[TEXT EXCERPT Boundary: Start]
SAN DIEGO -- The first day of a mostly ill-fated series at Petco Park, Rockies outfielder Mickey Moniak had two baseball bats -- one pink, one blue -- leaned against a wall near his locker. Was this a reveal? Were congratulations in order?
“You’re about the fourth person to ask that,” said Moniak, who explained that those were just Father’s Day/Mother’s Day custom models.
With the Rockies playing near his offseason home, he just brought a few items back.
No mystery there. And if all goes as expected after the season, there will be no mystery about Moniak’s baseball home next season.
Moniak’s fourth-inning solo home run off Yu Darvish and sixth-inning three-run homer off Jeremiah Estrada on a career-high five-RBI day gave the Rockies a chance in their 9-6 loss to the contending Padres, who took three of four games in the series.
Signed just before Opening Day, Moniak has given the Rockies solid offense and usefulness at all three outfield positions.
“I’ve seen the ball well and was able to jump on two good pitches to hit, put good swings on them,” said the 27-year-old Moniak, who increased his career-best season totals to 21 homers and 62 RBIs.
When the season ends, Moniak will be eligible for salary arbitration for the second time in his career. This one should be much simpler than last.
“I got a crash course in arbitration the first year,” Moniak said.
Chosen first overall by the Phillies in the 2016 MLB Draft out of La Costa Canyon High School in Carlsbad, Calif., Moniak debuted in 2020 and was dealt to the Angels at the 2022 Trade Deadline as the Phils acquired pitcher Noah Syndergaard. Moniak hit .280 for the Angels in 85 games in 2023, but dropped to .219 in 124 games last season.
Moniak and the Angels couldn’t reach an accord, so his arbitration case went to a hearing -- an uncomfortable event with Moniak and his representation on one side and the Angels on the other, in front of a three-person panel. The situation has the potential for hard feelings.
“You know, obviously, if you can avoid an arbitration hearing,” Moniak said. “But if you have to go through it, it’s a good experience. You learn the business side of the game. You sit in a room as they discuss your abilities and your career. I got a front-row seat of what the Angels really thought about me at the time. And you try not to take things personally. You can’t because that’s the team you’re going to be with.
“It's just like a debate -- just that you're watching stuff unfold in real time.”
It turned out Moniak was already working on his rebuttal.
Moniak sustained a right ankle sprain in November 2023, then fouled a pitch off the ankle the first week of the ’24 season. He played hurt the whole time. As a left-handed hitter, Moniak had been working around pain in his stride leg. But thrice-weekly physical therapy sessions as the offseason began improved the ankle and allowed him to continue a project to improve the swing.
“In the offseason, you take so many swings that if you want to make changes, that’s the time to do it,” Moniak said. “The last few years, really before the 2023 season, I made a big change in my swing just to have a cleaner path and stay through the zone a little bit longer.”
Moniak won the arbitration case and a $2 million salary for ’25. But the Angels released him in Spring Training and escaped all but about $484,000. However, the Rockies signed him for $1.734 million.
Sunday was the latest display of how health and internalized swing mechanics have buoyed Moniak.
Proceedings looked doleful through three innings, when the Rockies fell behind, 7-0. Rockies starter Germán Márquez yielded Jackson Merrill’s three-run homer in the second inning but many of the hits were along the ground. Then it became Moniak’s game.
Moniak, who also stole two bases, added an RBI single in the seventh off Adrian Morejon to cut the difference to 7-6, before Gavin Sheets knocked a two-out, two-run double off Rockies reliever Jimmy Herget in the eighth.
“He got us not singlehandedly -- but pretty close -- back in that ballgame,” Rockies interim manager Warren Schaeffer said.
Added Márquez: “I feel happy to see that guy have days like that, because he’s a hard worker.”
[TEXT EXCERPT Boundary: End]
[RECORDS Boundary: Start]
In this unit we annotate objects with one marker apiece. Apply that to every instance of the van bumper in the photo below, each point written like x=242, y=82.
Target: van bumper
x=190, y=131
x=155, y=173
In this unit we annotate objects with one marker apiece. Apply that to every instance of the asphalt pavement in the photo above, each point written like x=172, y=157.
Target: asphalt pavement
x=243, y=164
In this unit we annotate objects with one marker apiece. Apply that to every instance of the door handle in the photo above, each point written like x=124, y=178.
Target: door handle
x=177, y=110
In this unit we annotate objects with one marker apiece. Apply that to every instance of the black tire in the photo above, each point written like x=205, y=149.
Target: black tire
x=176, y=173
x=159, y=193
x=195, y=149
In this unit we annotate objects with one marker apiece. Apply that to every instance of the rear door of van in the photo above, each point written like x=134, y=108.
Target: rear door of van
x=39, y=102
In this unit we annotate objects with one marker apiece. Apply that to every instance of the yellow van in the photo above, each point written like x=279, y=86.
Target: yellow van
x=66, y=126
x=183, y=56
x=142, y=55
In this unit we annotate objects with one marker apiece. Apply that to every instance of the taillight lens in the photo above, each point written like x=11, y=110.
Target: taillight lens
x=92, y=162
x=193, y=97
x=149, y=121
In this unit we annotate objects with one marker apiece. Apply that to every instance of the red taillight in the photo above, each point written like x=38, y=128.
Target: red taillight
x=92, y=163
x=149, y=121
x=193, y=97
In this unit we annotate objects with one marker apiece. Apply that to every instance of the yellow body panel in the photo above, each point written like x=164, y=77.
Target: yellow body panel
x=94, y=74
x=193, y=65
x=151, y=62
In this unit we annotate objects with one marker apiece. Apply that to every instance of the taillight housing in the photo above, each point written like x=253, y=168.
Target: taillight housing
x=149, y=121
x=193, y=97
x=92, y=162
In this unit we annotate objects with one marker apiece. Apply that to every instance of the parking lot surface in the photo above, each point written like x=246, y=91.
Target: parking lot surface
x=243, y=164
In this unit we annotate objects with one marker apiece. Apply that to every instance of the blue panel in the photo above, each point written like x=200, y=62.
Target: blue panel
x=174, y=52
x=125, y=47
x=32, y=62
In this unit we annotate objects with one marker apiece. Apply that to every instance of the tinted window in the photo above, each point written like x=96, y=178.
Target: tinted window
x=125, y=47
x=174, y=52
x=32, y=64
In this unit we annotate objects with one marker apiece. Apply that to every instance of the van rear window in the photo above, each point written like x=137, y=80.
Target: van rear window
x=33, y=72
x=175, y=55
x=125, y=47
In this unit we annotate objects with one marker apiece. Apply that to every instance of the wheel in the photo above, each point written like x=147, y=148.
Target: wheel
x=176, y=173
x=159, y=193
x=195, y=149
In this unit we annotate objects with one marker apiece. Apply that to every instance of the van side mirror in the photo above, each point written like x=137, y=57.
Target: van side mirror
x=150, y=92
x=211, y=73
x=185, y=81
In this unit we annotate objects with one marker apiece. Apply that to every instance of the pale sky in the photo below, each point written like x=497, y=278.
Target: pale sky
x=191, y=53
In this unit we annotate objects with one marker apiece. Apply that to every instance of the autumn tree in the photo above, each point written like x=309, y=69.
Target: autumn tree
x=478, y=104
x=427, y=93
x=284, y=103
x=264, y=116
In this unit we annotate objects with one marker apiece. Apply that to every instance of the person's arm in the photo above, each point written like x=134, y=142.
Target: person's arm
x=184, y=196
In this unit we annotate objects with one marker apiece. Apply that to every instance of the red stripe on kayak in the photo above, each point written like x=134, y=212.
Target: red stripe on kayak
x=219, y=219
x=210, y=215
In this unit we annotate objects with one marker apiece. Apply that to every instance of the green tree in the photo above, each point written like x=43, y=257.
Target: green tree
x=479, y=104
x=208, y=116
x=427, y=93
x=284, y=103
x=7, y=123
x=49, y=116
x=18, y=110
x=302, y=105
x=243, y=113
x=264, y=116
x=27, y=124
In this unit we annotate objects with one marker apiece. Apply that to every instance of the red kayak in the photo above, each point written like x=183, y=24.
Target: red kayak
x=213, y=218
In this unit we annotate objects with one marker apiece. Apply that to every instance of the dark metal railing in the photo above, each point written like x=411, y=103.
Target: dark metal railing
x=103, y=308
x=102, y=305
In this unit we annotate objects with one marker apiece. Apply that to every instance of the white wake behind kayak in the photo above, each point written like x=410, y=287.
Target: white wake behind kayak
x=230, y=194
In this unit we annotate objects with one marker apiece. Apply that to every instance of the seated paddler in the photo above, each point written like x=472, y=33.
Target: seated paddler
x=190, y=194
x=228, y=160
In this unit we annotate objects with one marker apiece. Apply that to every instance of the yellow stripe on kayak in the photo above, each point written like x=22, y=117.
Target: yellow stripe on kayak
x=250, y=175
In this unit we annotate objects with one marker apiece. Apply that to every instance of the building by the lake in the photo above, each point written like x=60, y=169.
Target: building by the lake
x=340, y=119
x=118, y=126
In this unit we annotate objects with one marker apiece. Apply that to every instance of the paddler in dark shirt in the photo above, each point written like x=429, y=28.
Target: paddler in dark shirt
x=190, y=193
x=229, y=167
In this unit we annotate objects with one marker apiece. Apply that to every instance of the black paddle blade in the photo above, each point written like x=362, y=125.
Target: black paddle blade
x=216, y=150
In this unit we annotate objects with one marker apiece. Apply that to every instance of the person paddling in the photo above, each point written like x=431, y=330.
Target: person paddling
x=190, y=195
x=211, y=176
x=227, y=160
[RECORDS Boundary: End]
### [EXERCISE DESCRIPTION]
According to the article on Mickey Moniak, which team chose Moniak first overall in the 2016 MLB Draft? Please rely only on the article on Mickey Moniak for your answer.

### [RESULT]
The Phillies